Reproduce exactly, from the data that follows, the line with "Mark one point per instance of the velcro", the line with "Mark one point per instance of the microphone handle.", and every line that lies between them.

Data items
● ● ●

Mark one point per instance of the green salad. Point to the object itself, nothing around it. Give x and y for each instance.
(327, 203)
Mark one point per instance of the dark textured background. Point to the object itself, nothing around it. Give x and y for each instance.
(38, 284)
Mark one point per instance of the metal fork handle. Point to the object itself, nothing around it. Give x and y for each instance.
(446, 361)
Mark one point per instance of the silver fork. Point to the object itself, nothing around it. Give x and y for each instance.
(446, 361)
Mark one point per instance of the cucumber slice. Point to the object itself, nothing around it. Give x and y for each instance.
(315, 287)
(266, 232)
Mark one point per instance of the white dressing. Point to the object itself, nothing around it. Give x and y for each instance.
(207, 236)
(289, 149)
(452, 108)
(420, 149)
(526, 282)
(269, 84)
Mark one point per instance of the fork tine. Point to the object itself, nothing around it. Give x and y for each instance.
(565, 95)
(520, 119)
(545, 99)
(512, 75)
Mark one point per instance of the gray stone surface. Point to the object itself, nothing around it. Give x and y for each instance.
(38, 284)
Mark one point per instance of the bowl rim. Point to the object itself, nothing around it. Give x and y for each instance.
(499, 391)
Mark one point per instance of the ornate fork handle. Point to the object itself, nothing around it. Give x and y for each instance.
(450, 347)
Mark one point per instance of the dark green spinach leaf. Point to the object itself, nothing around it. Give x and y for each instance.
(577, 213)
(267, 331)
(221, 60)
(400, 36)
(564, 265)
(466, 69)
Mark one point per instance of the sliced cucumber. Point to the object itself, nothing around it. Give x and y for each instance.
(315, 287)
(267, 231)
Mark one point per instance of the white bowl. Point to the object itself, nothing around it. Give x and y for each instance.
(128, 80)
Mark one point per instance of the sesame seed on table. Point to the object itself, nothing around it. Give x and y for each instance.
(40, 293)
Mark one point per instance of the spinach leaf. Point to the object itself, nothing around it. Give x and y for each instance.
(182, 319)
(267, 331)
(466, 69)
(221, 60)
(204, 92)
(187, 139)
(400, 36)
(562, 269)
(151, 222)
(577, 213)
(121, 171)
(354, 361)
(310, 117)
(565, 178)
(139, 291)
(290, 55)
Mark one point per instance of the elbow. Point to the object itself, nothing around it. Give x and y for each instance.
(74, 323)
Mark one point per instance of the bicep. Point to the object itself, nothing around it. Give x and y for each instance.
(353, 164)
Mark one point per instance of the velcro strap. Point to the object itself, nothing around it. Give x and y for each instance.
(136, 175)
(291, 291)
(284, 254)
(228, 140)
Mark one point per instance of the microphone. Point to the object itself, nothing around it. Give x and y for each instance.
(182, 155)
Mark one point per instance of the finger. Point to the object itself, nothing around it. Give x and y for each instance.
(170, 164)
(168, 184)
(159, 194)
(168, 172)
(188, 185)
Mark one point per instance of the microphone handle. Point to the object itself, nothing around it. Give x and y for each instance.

● ● ●

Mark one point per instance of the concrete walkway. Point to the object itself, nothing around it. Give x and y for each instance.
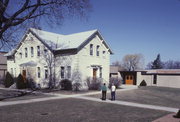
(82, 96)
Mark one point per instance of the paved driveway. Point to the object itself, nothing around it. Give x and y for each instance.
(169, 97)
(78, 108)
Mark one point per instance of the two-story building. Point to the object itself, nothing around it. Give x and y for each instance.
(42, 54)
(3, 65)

● ● ●

Solution:
Mark one point per instance of the velcro strap. Point to the object itself, nothing around it. Give x and y for each instance.
(136, 175)
(291, 291)
(284, 254)
(228, 140)
Mark one point per instance of the microphone. Point to the object itself, nothing around it. Give x and y for each instance.
(182, 155)
Mark one point per instance of the finger. Point to the object itself, nothing around it. Give x and y for each instance.
(170, 164)
(168, 184)
(159, 194)
(168, 172)
(188, 185)
Mark one point per instance of the microphone handle. Point to the object itself, nothing around it. Give x and y for each instance.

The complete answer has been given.